» Texto de origen:
Por Carolina Vásquez Araya periodista Chilena radicada en Guatemala
De nada sirve una voz de alerta cuando
no hay quién la escuche.
No sé cuál síndrome podría calzar,
pero a mi mente vienen algunos cuyas características incluyen gran tolerancia
al dolor, una constante tendencia al ensimismamiento, disminución
de la atención, de la memoria y otras funciones indispensables para el desempeño
normal de una persona o de un grupo social. He buscado todas las posibles
razones para tanto silencio colectivo y me propuse interrogar a personas
cercanas para recibir alguna luz capaz de explicarme el porqué de su apatía. Durante
este ejercicio, una y otra vez he recibido similares respuestas: “no leo periódicos”,
“cancelé mi suscripción”, “ya no te sigo en Facebook porque a diario publicas
asesinatos y esas cosas”, “no veo televisión local, me deprime”, “no creo en la
política”, “esto nunca va a cambiar”, “no necesito enterarme” y así por el
estilo.
Hasta que ¡por fin! veo abrirse una fisura por la cual se desliza el
concepto preciso: “la alienación de tipo social se encuentra estrechamente vinculada a
la manipulación social, la manipulación política, la opresión y la anulación
cultural. En este caso, el individuo o la comunidad, transforman a punto tal su
conciencia de manera de convertirla en contradictoria con lo que se espera
normalmente de ellos.” Así descrito, me
parece reconocer de inmediato el síndrome que explica el silencio y el encierro
voluntario, la resignación ante lo aparentemente inevitable y, sobre todo, la
respuesta ante el miedo y la amenaza, protagonistas de nuestro entorno.

» Información proporcionada:
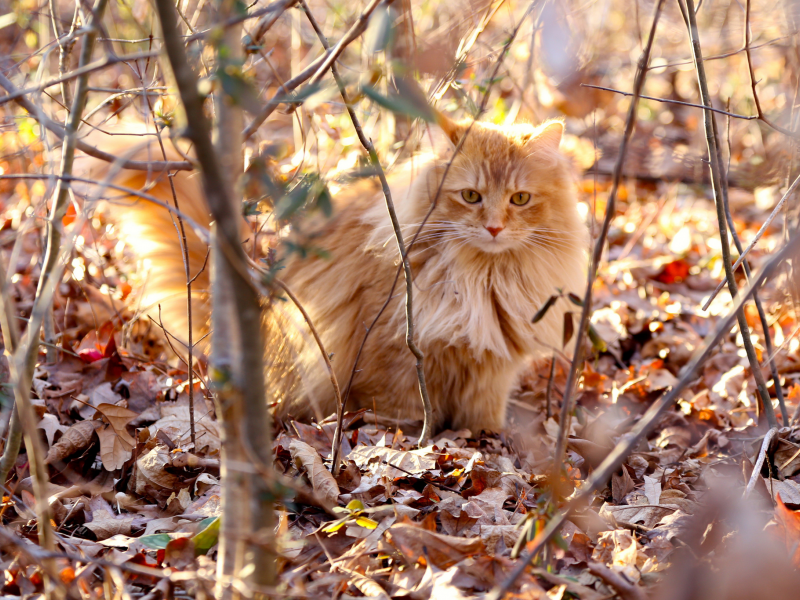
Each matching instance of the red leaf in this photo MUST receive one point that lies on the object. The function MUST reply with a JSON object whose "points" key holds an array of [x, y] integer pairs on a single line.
{"points": [[789, 520], [674, 272]]}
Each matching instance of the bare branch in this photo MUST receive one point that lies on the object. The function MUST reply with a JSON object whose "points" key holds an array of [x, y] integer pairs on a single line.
{"points": [[577, 359], [716, 184], [649, 420]]}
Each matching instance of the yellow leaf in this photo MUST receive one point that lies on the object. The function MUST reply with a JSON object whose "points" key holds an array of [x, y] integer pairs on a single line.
{"points": [[355, 505], [365, 522], [335, 526]]}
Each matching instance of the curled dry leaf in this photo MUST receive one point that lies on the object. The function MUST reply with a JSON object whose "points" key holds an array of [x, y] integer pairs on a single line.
{"points": [[323, 483], [415, 461], [115, 449], [76, 438], [414, 543], [152, 478], [789, 522], [116, 443]]}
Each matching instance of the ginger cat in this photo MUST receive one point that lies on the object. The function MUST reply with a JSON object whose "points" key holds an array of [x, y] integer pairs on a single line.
{"points": [[504, 235]]}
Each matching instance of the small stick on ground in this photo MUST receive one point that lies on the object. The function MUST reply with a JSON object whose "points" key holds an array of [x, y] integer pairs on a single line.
{"points": [[657, 410], [577, 360], [625, 589], [716, 184], [762, 453]]}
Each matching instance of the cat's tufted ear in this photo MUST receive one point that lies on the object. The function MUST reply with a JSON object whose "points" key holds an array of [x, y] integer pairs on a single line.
{"points": [[453, 130], [549, 134]]}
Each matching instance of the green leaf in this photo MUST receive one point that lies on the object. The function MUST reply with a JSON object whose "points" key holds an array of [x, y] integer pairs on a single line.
{"points": [[366, 522], [569, 328], [239, 89], [575, 299], [354, 505], [335, 526], [545, 307], [157, 541], [207, 537], [380, 32]]}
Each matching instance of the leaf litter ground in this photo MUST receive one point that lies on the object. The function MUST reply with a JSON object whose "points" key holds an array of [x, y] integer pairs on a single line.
{"points": [[128, 488]]}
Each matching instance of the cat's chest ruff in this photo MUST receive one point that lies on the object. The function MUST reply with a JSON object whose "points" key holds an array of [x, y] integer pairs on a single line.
{"points": [[483, 310]]}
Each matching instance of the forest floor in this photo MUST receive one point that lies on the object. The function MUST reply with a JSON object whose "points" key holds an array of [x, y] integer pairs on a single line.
{"points": [[139, 503]]}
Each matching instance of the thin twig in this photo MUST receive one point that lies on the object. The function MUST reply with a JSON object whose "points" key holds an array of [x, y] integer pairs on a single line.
{"points": [[762, 315], [626, 590], [55, 128], [387, 193], [314, 72], [716, 184], [325, 356], [80, 72], [752, 73], [649, 420]]}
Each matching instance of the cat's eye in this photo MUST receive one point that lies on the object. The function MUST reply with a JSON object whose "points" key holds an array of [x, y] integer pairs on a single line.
{"points": [[520, 198], [471, 196]]}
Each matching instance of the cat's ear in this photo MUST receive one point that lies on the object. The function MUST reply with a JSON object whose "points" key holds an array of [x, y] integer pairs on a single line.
{"points": [[549, 134], [453, 130]]}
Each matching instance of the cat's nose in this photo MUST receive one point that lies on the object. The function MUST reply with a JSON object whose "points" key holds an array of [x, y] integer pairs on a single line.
{"points": [[494, 230]]}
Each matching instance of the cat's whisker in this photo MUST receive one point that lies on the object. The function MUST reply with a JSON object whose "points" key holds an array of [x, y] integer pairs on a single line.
{"points": [[537, 247]]}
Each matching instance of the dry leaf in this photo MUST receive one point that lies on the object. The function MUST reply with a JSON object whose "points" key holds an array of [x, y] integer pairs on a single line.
{"points": [[789, 521], [76, 438], [413, 462], [152, 479], [115, 449], [118, 417], [621, 484], [323, 483], [50, 425], [652, 489], [415, 543]]}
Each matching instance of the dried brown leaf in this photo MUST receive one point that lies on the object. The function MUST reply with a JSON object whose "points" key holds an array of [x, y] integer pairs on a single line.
{"points": [[76, 438], [115, 449], [323, 483], [415, 543]]}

» Tareas por hacer:
**1.** Indica si cada afirmación coincide con el texto de origen y respalda tu respuesta con sus palabras exactas: (a) quien escribe preguntó a personas cercanas por su apatía; (b) el texto vincula la alienación social con la manipulación política; (c) quien escribe sabe con certeza qué síndrome corresponde.
**2.** Enumera todas las respuestas entre comillas que, según el texto de origen, dieron las personas cercanas a quienes se interrogó.
**3.** Según el texto de origen, ¿en qué país está radicada la periodista que lo firma?
Los registros son material aparte e independiente del texto de origen.

» Resultados del ejercicio:
**1.**
(a) Sí: "me propuse interrogar a personas cercanas para recibir alguna luz capaz de explicarme el porqué de su apatía".
(b) Sí: "la alienación de tipo social se encuentra estrechamente vinculada a la manipulación social, la manipulación política".
(c) No: "No sé cuál síndrome podría calzar".

**2.**
- "no leo periódicos"
- "cancelé mi suscripción"
- "ya no te sigo en Facebook porque a diario publicas asesinatos y esas cosas"
- "no veo televisión local, me deprime"
- "no creo en la política"
- "esto nunca va a cambiar"
- "no necesito enterarme"

**3.** En Guatemala.